-- EXERCISE DESCRIPTION --
Print the part of the Gecube X1600XT thread below that falls between "## P4-630 (May" and "image quality rocks.", inclusive.

# No temperatures on Gecube X1600XT



## P4-630 (May 3, 2006)

Hello,

Today I have bought a new GeCube X1600XT, my previous card was an xfx 6800 gs xxx, that previous card was a little more powerfull then the X1600XT I just bought, but Nvidia just can't compete with the high graphics quality of an ATI card, and that is the main reason that I choose for ATI once again..I may score a little lower in framerates, but ATI image quality rocks.

But now...
I bought an GECUBE X1600XT, I use atitool .25 beta 14 and it does not show any temperatures, I can't control my fanspeed(however it runs already very quit) and also my screen freezes when I just overclock the memory (ddr3) by 10mhz 

I had the choice between an GECUBE or an PowerColor X1600XT, I choose for the GeCube, since it's price was a little lower.

I also have a zalman fan, but this one does not fit with the holes on the GeCube X1600XT 

Does anyone own a PowerColor X16000XT? I would like to know if the temperature readings work on this card, is this card overclockable and does a zalman fan fit with the holes of a PowerColor X1600XT card?
Ifso, I'm considering to change my GeCube for an PowerColor X1600XT.

Thanks for your reply


----------



## TeufelHund (May 3, 2006)

Hey there I see you have some problems with your gecube 1600xt pretty nice card Im actually saving up to buy one for myself!

However im not sure why it wont show temperatures perhaps someone else can help you with that but in regards to overclocking it understandable that if you bought the x1600pro you have more overclocking headroom since the 1600xt is already alot faster than the pro but I cant understand why after just a 10mhz increase you screen crashes, perhaps the card is already clocked within an inch of its life? Also correct me if im wrong as far as my understanding goes the gecube brand is alot faster than the powercoulor brand so Id stick with it!

-- EXTRACTED DATA --
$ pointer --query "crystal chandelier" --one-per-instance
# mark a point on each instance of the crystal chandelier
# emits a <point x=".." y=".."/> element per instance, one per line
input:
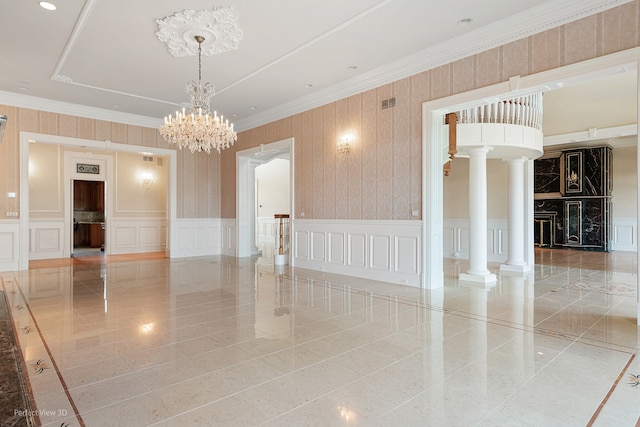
<point x="198" y="129"/>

-- WRITTEN ANSWER --
## P4-630 (May 3, 2006)

Hello,

Today I have bought a new GeCube X1600XT, my previous card was an xfx 6800 gs xxx, that previous card was a little more powerfull then the X1600XT I just bought, but Nvidia just can't compete with the high graphics quality of an ATI card, and that is the main reason that I choose for ATI once again..I may score a little lower in framerates, but ATI image quality rocks.